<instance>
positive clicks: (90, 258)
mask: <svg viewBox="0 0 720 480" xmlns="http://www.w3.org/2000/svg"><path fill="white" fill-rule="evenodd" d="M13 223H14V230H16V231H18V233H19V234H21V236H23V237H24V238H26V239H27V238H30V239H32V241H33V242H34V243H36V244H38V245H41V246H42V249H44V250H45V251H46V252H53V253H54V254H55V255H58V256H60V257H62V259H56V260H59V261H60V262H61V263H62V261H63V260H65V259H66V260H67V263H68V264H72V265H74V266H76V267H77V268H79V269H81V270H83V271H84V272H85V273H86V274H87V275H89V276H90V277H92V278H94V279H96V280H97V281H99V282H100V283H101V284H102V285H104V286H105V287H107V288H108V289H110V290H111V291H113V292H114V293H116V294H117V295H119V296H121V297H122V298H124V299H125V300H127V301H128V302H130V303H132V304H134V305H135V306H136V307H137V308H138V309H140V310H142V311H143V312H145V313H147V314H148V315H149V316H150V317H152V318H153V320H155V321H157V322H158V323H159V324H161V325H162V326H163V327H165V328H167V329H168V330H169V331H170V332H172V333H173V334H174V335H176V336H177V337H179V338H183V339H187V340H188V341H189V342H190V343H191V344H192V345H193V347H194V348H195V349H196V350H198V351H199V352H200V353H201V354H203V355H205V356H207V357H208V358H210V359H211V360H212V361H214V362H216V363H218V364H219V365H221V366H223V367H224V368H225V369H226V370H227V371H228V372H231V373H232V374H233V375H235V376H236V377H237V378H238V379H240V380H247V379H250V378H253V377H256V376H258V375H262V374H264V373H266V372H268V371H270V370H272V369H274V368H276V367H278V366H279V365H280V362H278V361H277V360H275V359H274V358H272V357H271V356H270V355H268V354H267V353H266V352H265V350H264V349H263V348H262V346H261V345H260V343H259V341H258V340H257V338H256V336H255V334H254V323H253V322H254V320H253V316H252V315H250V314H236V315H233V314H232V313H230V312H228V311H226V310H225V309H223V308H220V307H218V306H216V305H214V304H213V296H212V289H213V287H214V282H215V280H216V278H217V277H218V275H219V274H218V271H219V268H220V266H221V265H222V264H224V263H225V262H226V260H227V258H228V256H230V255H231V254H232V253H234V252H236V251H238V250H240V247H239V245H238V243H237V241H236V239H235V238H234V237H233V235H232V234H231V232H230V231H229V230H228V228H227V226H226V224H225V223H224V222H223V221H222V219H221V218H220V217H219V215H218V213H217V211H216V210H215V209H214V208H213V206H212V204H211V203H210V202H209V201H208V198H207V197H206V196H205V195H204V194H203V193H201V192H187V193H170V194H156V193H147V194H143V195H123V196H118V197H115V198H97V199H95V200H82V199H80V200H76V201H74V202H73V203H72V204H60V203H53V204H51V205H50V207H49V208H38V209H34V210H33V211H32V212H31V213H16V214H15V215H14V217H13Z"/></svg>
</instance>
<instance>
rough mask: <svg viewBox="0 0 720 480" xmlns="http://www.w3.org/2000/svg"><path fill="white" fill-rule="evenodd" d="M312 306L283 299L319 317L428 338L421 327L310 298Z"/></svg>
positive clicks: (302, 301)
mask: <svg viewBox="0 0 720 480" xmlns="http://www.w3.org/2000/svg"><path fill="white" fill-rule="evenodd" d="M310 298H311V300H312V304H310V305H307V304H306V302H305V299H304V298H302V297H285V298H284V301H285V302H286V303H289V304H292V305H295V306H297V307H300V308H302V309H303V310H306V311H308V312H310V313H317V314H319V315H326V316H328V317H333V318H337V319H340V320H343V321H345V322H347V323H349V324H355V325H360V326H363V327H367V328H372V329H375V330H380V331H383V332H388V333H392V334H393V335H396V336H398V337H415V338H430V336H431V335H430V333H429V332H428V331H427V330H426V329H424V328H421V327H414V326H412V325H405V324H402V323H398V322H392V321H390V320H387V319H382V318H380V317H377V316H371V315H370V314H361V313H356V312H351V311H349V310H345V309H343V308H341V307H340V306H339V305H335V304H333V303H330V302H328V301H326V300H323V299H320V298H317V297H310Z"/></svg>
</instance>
# # # #
◆ Assignment ◆
With nothing added or dropped, reproduce all the data exactly.

◆ Solution ◆
<instance>
positive clicks: (90, 258)
mask: <svg viewBox="0 0 720 480" xmlns="http://www.w3.org/2000/svg"><path fill="white" fill-rule="evenodd" d="M13 223H14V230H16V231H18V233H19V234H21V236H23V237H24V238H26V239H27V238H30V239H32V241H33V242H34V243H36V244H38V245H41V246H42V249H44V250H45V251H46V252H53V253H54V254H55V255H58V256H60V257H62V259H56V260H59V261H60V262H61V263H62V261H63V260H65V259H66V260H67V263H68V264H72V265H74V266H76V267H77V268H79V269H81V270H83V271H84V272H85V273H86V274H87V275H89V276H90V277H92V278H94V279H96V280H97V281H99V282H100V283H101V284H102V285H104V286H105V287H107V288H108V289H110V290H111V291H113V292H114V293H116V294H117V295H119V296H121V297H122V298H124V299H125V300H127V301H128V302H130V303H132V304H134V305H135V306H136V307H137V308H138V309H140V310H142V311H143V312H145V313H147V314H148V315H149V316H150V317H152V318H153V320H155V321H157V322H158V323H159V324H161V325H162V326H163V327H165V328H167V329H168V330H169V331H170V332H172V333H173V334H174V335H176V336H177V337H179V338H183V339H187V340H188V341H189V342H190V343H191V344H192V345H193V347H194V348H195V349H196V350H198V351H199V352H200V353H201V354H203V355H205V356H207V357H208V358H210V359H211V360H212V361H214V362H216V363H218V364H219V365H221V366H223V367H224V368H225V369H226V370H227V371H228V372H231V373H232V374H233V375H235V376H236V377H237V378H238V379H240V380H247V379H250V378H253V377H256V376H258V375H262V374H264V373H266V372H268V371H270V370H272V369H274V368H276V367H278V366H279V365H280V362H278V361H277V360H275V359H274V358H272V357H271V356H270V355H268V354H267V353H266V352H265V350H264V349H263V348H262V346H261V345H260V343H259V341H258V340H257V338H256V336H255V334H254V323H253V322H254V320H253V316H252V315H250V314H236V315H233V314H232V313H230V312H228V311H226V310H225V309H223V308H220V307H218V306H216V305H214V304H213V296H212V289H213V287H214V282H215V280H216V278H217V277H218V275H219V274H218V271H219V268H220V266H221V265H222V264H224V263H225V262H226V260H227V258H228V256H230V255H231V254H232V253H234V252H236V251H238V250H240V247H239V245H238V243H237V241H236V239H235V238H234V237H233V235H232V234H231V232H230V231H229V230H228V228H227V226H226V224H225V223H224V222H223V221H222V219H221V218H220V217H219V215H218V213H217V211H216V210H215V209H214V208H213V206H212V204H211V203H210V202H209V201H208V198H207V197H206V196H205V195H204V194H203V193H201V192H187V193H170V194H156V193H147V194H143V195H123V196H118V197H115V198H97V199H95V200H82V199H80V200H76V201H74V202H73V203H72V204H60V203H53V204H51V205H50V207H49V208H38V209H34V210H33V211H32V212H31V213H16V214H15V215H14V217H13Z"/></svg>
</instance>
<instance>
rough mask: <svg viewBox="0 0 720 480" xmlns="http://www.w3.org/2000/svg"><path fill="white" fill-rule="evenodd" d="M312 306L283 299L319 317L428 338L421 327L310 298Z"/></svg>
positive clicks: (302, 301)
mask: <svg viewBox="0 0 720 480" xmlns="http://www.w3.org/2000/svg"><path fill="white" fill-rule="evenodd" d="M310 298H311V300H312V304H310V305H307V304H306V302H305V299H304V298H302V297H285V298H284V301H285V302H286V303H289V304H292V305H295V306H297V307H300V308H302V309H303V310H306V311H308V312H310V313H317V314H319V315H326V316H328V317H333V318H337V319H340V320H343V321H345V322H347V323H349V324H355V325H360V326H363V327H367V328H372V329H375V330H380V331H383V332H388V333H392V334H393V335H396V336H398V337H415V338H430V336H431V335H430V333H429V332H428V331H427V330H426V329H424V328H421V327H414V326H412V325H405V324H402V323H398V322H392V321H390V320H387V319H382V318H380V317H377V316H371V315H370V314H361V313H356V312H351V311H349V310H345V309H343V308H341V307H340V306H339V305H335V304H333V303H330V302H328V301H326V300H323V299H320V298H317V297H310Z"/></svg>
</instance>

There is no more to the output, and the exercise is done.